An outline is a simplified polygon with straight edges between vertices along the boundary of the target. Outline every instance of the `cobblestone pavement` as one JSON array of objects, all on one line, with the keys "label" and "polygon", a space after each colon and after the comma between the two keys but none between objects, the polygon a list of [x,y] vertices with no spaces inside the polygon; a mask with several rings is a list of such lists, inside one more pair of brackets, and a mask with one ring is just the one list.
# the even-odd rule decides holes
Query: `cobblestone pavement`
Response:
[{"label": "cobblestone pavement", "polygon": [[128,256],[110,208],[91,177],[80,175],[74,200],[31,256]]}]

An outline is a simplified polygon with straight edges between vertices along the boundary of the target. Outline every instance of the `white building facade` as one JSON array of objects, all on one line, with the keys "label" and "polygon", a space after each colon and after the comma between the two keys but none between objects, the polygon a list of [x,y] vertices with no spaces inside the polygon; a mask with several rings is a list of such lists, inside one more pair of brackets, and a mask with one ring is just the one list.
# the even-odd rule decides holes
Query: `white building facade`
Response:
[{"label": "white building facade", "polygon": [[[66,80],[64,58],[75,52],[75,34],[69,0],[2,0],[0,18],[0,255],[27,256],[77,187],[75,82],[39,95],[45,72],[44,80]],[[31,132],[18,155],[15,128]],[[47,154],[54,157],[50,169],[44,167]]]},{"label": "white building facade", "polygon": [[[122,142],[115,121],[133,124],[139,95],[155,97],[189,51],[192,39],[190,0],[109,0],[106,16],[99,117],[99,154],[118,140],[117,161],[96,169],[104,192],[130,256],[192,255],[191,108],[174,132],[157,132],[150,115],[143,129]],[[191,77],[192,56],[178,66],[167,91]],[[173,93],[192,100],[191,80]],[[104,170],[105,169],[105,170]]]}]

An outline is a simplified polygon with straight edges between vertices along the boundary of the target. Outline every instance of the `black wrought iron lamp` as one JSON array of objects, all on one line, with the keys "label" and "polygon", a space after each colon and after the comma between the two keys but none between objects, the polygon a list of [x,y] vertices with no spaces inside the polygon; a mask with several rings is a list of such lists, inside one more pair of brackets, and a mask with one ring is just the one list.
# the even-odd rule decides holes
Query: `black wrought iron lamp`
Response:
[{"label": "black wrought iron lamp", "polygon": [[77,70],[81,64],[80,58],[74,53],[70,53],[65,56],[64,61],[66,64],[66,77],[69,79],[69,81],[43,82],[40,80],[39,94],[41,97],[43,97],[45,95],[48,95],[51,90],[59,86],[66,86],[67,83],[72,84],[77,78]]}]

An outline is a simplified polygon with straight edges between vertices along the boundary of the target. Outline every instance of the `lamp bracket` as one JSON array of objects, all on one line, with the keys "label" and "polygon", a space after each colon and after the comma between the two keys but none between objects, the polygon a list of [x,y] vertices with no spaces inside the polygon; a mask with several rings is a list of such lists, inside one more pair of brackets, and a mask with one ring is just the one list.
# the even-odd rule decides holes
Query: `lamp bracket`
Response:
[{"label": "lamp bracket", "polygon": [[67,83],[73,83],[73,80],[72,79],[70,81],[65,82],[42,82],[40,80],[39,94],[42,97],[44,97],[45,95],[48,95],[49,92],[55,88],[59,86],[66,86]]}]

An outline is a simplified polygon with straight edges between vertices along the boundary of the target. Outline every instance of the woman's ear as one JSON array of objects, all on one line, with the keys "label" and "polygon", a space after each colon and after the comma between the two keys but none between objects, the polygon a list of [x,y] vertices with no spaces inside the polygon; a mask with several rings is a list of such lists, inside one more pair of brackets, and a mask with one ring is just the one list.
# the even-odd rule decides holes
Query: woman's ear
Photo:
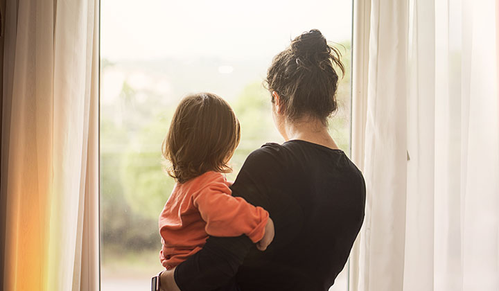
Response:
[{"label": "woman's ear", "polygon": [[275,112],[278,114],[281,114],[281,97],[275,91],[272,91],[272,97],[274,98],[274,106],[275,106]]}]

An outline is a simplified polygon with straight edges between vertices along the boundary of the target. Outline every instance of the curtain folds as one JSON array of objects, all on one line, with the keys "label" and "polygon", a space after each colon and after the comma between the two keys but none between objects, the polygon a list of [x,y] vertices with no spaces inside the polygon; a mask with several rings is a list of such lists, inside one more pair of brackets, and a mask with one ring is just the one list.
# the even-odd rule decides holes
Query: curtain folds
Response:
[{"label": "curtain folds", "polygon": [[7,1],[3,290],[98,289],[98,1]]},{"label": "curtain folds", "polygon": [[353,112],[365,150],[353,152],[368,200],[351,288],[499,290],[499,3],[370,6],[369,89],[354,95],[368,105]]}]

WRITTEN INSTRUCTION: Reproduce all of the material above verbatim, leaving out the pictures.

OUTPUT:
An outline is a simplified polygon with straight edges between vertices along the boundary of the target. Outline every instance of the `cobblestone pavement` as one JSON array of objects, all on one line, with the keys "label" and "polygon", a space after each colon and after the comma between the two keys but none between objects, the polygon a list of [x,y] vertices with no spaces inside the polygon; a mask with several rings is a list of such lists, inside one more pair of brackets, and a mask with one ring is just the one list.
# the even-odd rule decides holes
Query: `cobblestone pavement`
Response:
[{"label": "cobblestone pavement", "polygon": [[128,256],[110,208],[91,177],[80,175],[74,200],[31,256]]}]

An outline is a simplified polygon with straight edges between vertices along the boundary of the target. Outline every instance of the `white building facade` as one JSON array of objects, all on one line, with the keys "label" and "polygon", a space after each colon and after the comma between the two keys but none between objects, the polygon a list of [x,y] vertices with no spaces inside the polygon; a mask with several rings is a list of such lists, inside one more pair of brackets, and a mask with one ring is just the one list.
# the even-odd rule decides holes
Query: `white building facade`
Response:
[{"label": "white building facade", "polygon": [[[66,80],[64,58],[75,52],[75,34],[69,0],[2,0],[0,18],[0,255],[27,256],[77,187],[75,82],[39,95],[45,72],[44,80]],[[31,132],[18,155],[15,128]],[[47,154],[54,157],[50,169],[44,167]]]},{"label": "white building facade", "polygon": [[[122,142],[115,121],[133,124],[139,95],[155,97],[189,51],[192,39],[190,0],[109,0],[106,16],[99,117],[99,154],[118,140],[117,161],[96,169],[104,192],[130,256],[192,255],[191,108],[174,132],[157,132],[150,115],[143,129]],[[191,77],[192,56],[178,66],[167,91]],[[173,93],[192,100],[191,80]],[[104,170],[105,169],[105,170]]]}]

An outline is a simplified polygon with straight edges between vertices along the boundary of the target. Outline every instance of the `black wrought iron lamp` as one JSON array of objects, all on one line, with the keys "label" and "polygon", a space after each colon and after the comma between the two keys but none between objects, the polygon a list of [x,y] vertices with no spaces inside the polygon; a mask with several rings is a list of such lists, inside one more pair of brackets, and a mask with one ring is just the one list.
# the even-odd rule decides holes
Query: `black wrought iron lamp`
Response:
[{"label": "black wrought iron lamp", "polygon": [[77,70],[81,64],[80,58],[74,53],[70,53],[65,56],[64,61],[66,64],[66,77],[69,79],[69,81],[43,82],[40,80],[39,94],[41,97],[43,97],[45,95],[48,95],[51,90],[59,86],[66,86],[67,83],[72,84],[77,78]]}]

An outline is a simplified polygon with straight edges between vertices along the boundary of the target. Outline every instance of the `lamp bracket` as one JSON array of objects, all on one line, with the keys "label" and "polygon", a space after each colon and after the comma between the two keys but none between objects, the polygon a list of [x,y] vertices with no spaces inside the polygon; a mask with several rings is a list of such lists, inside one more pair of brackets, and a mask with one ring is just the one list.
# the even-odd rule decides holes
Query: `lamp bracket`
Response:
[{"label": "lamp bracket", "polygon": [[67,83],[73,83],[73,80],[72,79],[70,81],[65,82],[42,82],[40,80],[39,94],[42,97],[44,97],[45,95],[48,95],[49,92],[55,88],[59,86],[66,86]]}]

An outline is a simplified polygon with straight edges between vertices along the boundary of the target. Outline every instance of the woman's ear as one JSON array of objects, all on one line, with the keys "label" and "polygon", a space after each colon and after the comma between the two keys but none between objects, the polygon a list of [x,y] vertices with no spaces inside the polygon; a mask with several rings is a list of such lists, inside one more pair of brackets, and a mask with one ring is just the one list.
# the even-odd rule decides holes
Query: woman's ear
Photo:
Response:
[{"label": "woman's ear", "polygon": [[275,112],[278,114],[281,114],[281,97],[275,91],[272,91],[272,97],[274,98],[274,106],[275,106]]}]

An outline is a simplified polygon with straight edges between vertices along the boundary of the target. Outline every instance of the curtain folds as one JSON array of objects, all on one line, with the keys "label" and "polygon", a space after each colon and after the comma between the two keys but none between objects, the polygon a list of [x,y] vertices with no spaces inside the polygon; a mask with several rings is a list of such lists, inside one more pair of brackets, and a mask with one ring is just the one list.
# the even-odd rule decides holes
Query: curtain folds
Response:
[{"label": "curtain folds", "polygon": [[7,1],[3,290],[98,289],[98,1]]},{"label": "curtain folds", "polygon": [[353,112],[365,150],[353,152],[368,200],[351,288],[499,290],[499,3],[370,6],[369,89],[354,95],[368,105]]}]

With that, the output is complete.